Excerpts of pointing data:
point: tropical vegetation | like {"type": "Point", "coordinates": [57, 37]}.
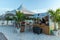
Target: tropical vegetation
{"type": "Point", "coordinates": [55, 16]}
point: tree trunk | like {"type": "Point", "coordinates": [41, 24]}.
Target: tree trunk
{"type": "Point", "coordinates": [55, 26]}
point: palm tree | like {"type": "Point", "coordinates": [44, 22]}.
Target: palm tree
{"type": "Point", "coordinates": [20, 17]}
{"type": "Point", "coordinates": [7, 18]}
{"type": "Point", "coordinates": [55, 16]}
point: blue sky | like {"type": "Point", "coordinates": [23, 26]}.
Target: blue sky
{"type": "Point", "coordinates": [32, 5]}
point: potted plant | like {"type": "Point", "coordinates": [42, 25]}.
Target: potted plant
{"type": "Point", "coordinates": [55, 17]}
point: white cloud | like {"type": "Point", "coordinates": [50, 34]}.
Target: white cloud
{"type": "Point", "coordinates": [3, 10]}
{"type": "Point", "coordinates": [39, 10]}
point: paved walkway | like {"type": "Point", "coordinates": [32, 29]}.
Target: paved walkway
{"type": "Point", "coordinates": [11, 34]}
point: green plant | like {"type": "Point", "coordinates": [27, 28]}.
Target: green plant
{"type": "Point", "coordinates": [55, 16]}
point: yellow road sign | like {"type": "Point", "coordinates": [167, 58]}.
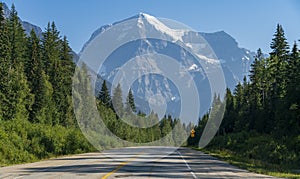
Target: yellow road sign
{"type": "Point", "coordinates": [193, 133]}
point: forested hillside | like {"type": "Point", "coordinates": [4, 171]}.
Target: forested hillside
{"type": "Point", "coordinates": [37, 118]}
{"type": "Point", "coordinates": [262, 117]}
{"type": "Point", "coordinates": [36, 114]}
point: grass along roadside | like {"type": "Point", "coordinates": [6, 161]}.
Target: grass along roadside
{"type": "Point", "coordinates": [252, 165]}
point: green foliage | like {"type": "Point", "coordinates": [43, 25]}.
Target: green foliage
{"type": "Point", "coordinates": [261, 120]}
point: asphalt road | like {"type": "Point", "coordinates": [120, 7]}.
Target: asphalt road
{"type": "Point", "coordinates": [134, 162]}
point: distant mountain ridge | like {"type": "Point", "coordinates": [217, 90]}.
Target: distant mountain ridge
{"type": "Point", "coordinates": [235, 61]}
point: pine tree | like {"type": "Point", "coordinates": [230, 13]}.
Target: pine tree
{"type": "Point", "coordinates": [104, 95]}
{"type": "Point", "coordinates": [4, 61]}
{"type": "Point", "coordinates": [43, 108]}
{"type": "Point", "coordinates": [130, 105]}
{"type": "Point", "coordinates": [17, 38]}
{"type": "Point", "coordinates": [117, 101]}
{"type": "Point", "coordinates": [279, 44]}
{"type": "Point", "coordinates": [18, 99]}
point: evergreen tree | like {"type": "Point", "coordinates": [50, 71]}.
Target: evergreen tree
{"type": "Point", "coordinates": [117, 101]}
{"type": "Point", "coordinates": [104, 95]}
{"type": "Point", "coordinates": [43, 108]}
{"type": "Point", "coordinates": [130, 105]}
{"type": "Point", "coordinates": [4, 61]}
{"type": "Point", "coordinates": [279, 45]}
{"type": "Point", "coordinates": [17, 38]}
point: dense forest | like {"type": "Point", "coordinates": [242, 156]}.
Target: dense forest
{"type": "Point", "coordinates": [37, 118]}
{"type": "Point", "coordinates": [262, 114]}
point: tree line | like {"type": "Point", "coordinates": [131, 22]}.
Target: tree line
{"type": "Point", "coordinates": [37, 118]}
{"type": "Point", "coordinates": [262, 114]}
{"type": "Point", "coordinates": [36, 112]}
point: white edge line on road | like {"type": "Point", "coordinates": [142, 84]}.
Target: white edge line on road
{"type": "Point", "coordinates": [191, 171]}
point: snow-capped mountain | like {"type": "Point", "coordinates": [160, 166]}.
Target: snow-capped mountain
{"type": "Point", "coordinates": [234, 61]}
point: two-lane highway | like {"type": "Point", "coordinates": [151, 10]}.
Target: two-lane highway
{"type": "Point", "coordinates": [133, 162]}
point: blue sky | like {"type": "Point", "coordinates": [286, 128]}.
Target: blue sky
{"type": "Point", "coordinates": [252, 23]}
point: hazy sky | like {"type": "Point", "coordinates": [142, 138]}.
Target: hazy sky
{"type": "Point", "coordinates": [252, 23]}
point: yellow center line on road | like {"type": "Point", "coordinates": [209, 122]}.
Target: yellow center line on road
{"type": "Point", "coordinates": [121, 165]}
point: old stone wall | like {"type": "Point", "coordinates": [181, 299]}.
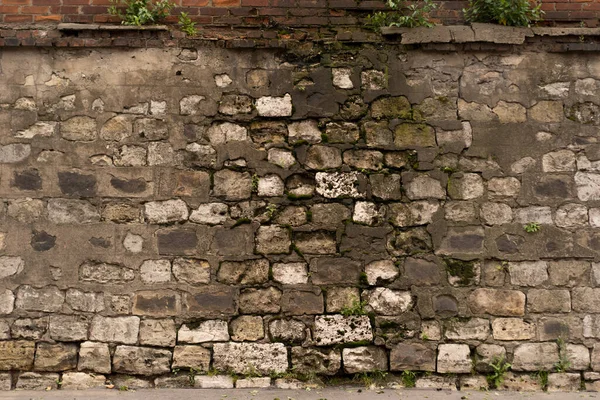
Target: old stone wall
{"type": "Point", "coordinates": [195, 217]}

What you need to do :: Output every line of the items as a JSON list of strings, one string per line, omitting blank lines and the pictures.

Output of the exercise ::
[
  "point: tropical vegetation | like {\"type\": \"Point\", \"coordinates\": [57, 37]}.",
  "Target: tropical vegetation",
  "{\"type\": \"Point\", \"coordinates\": [55, 16]}",
  "point: tree trunk | like {\"type\": \"Point\", \"coordinates\": [41, 24]}.",
  "Target: tree trunk",
  "{\"type\": \"Point\", \"coordinates\": [55, 26]}",
  "point: palm tree | like {\"type\": \"Point\", \"coordinates\": [44, 22]}.",
  "Target: palm tree",
  "{\"type\": \"Point\", \"coordinates\": [20, 17]}",
  "{\"type\": \"Point\", \"coordinates\": [7, 18]}",
  "{\"type\": \"Point\", \"coordinates\": [55, 16]}",
  "point: blue sky | like {\"type\": \"Point\", \"coordinates\": [23, 26]}.",
  "Target: blue sky",
  "{\"type\": \"Point\", \"coordinates\": [32, 5]}",
  "point: potted plant | like {\"type\": \"Point\", \"coordinates\": [42, 25]}.",
  "Target: potted plant",
  "{\"type\": \"Point\", \"coordinates\": [55, 17]}",
  "point: white cloud | like {\"type\": \"Point\", \"coordinates\": [50, 34]}.",
  "Target: white cloud",
  "{\"type\": \"Point\", \"coordinates\": [3, 10]}",
  "{\"type\": \"Point\", \"coordinates\": [39, 10]}",
  "point: paved walkway | like {\"type\": \"Point\", \"coordinates\": [32, 29]}.",
  "Target: paved walkway",
  "{\"type\": \"Point\", \"coordinates\": [11, 34]}",
  "point: green plant | like {\"type\": \"Point\", \"coordinates\": [27, 28]}.",
  "Target: green plant",
  "{\"type\": \"Point\", \"coordinates\": [55, 16]}",
  "point: yellow road sign | like {\"type\": \"Point\", \"coordinates\": [167, 58]}.",
  "Target: yellow road sign",
  "{\"type\": \"Point\", \"coordinates\": [193, 133]}",
  "point: forested hillside | like {\"type\": \"Point\", \"coordinates\": [4, 171]}.",
  "Target: forested hillside",
  "{\"type\": \"Point\", \"coordinates\": [37, 118]}",
  "{\"type\": \"Point\", \"coordinates\": [262, 117]}",
  "{\"type\": \"Point\", \"coordinates\": [36, 114]}",
  "point: grass along roadside | like {\"type\": \"Point\", \"coordinates\": [6, 161]}.",
  "Target: grass along roadside",
  "{\"type\": \"Point\", \"coordinates\": [252, 165]}",
  "point: green foliage | like {\"type\": \"Point\", \"coordinates\": [43, 25]}.",
  "Target: green foliage",
  "{\"type\": \"Point\", \"coordinates\": [261, 120]}",
  "point: asphalt road | like {\"type\": \"Point\", \"coordinates\": [120, 7]}.",
  "Target: asphalt road",
  "{\"type\": \"Point\", \"coordinates\": [134, 162]}",
  "point: distant mountain ridge | like {\"type\": \"Point\", \"coordinates\": [217, 90]}.",
  "Target: distant mountain ridge",
  "{\"type\": \"Point\", \"coordinates\": [235, 61]}",
  "point: pine tree | like {\"type\": \"Point\", \"coordinates\": [230, 13]}.",
  "Target: pine tree",
  "{\"type\": \"Point\", \"coordinates\": [104, 95]}",
  "{\"type\": \"Point\", \"coordinates\": [4, 61]}",
  "{\"type\": \"Point\", \"coordinates\": [43, 108]}",
  "{\"type\": \"Point\", \"coordinates\": [130, 105]}",
  "{\"type\": \"Point\", \"coordinates\": [17, 38]}",
  "{\"type\": \"Point\", \"coordinates\": [117, 101]}",
  "{\"type\": \"Point\", \"coordinates\": [279, 44]}",
  "{\"type\": \"Point\", \"coordinates\": [18, 99]}",
  "point: evergreen tree | like {\"type\": \"Point\", \"coordinates\": [50, 71]}.",
  "Target: evergreen tree",
  "{\"type\": \"Point\", \"coordinates\": [117, 101]}",
  "{\"type\": \"Point\", \"coordinates\": [104, 95]}",
  "{\"type\": \"Point\", \"coordinates\": [43, 108]}",
  "{\"type\": \"Point\", \"coordinates\": [130, 105]}",
  "{\"type\": \"Point\", \"coordinates\": [4, 61]}",
  "{\"type\": \"Point\", \"coordinates\": [279, 45]}",
  "{\"type\": \"Point\", \"coordinates\": [17, 38]}",
  "point: dense forest | like {\"type\": \"Point\", \"coordinates\": [242, 156]}.",
  "Target: dense forest",
  "{\"type\": \"Point\", \"coordinates\": [37, 118]}",
  "{\"type\": \"Point\", \"coordinates\": [262, 114]}",
  "point: tree line | like {\"type\": \"Point\", \"coordinates\": [131, 22]}.",
  "Target: tree line",
  "{\"type\": \"Point\", \"coordinates\": [37, 118]}",
  "{\"type\": \"Point\", \"coordinates\": [262, 114]}",
  "{\"type\": \"Point\", \"coordinates\": [36, 112]}",
  "point: white edge line on road | like {\"type\": \"Point\", \"coordinates\": [142, 84]}.",
  "Target: white edge line on road",
  "{\"type\": \"Point\", \"coordinates\": [191, 171]}",
  "point: snow-capped mountain | like {\"type\": \"Point\", \"coordinates\": [160, 166]}.",
  "Target: snow-capped mountain",
  "{\"type\": \"Point\", \"coordinates\": [234, 61]}",
  "point: two-lane highway | like {\"type\": \"Point\", \"coordinates\": [151, 10]}.",
  "Target: two-lane highway",
  "{\"type\": \"Point\", \"coordinates\": [133, 162]}",
  "point: blue sky | like {\"type\": \"Point\", \"coordinates\": [286, 128]}.",
  "Target: blue sky",
  "{\"type\": \"Point\", \"coordinates\": [252, 23]}",
  "point: hazy sky | like {\"type\": \"Point\", \"coordinates\": [142, 138]}.",
  "Target: hazy sky",
  "{\"type\": \"Point\", \"coordinates\": [252, 23]}",
  "point: yellow center line on road | like {\"type\": \"Point\", \"coordinates\": [209, 122]}.",
  "Target: yellow center line on road",
  "{\"type\": \"Point\", \"coordinates\": [121, 165]}",
  "point: old stone wall | like {\"type\": \"Point\", \"coordinates\": [181, 299]}.",
  "Target: old stone wall",
  "{\"type\": \"Point\", \"coordinates\": [195, 217]}"
]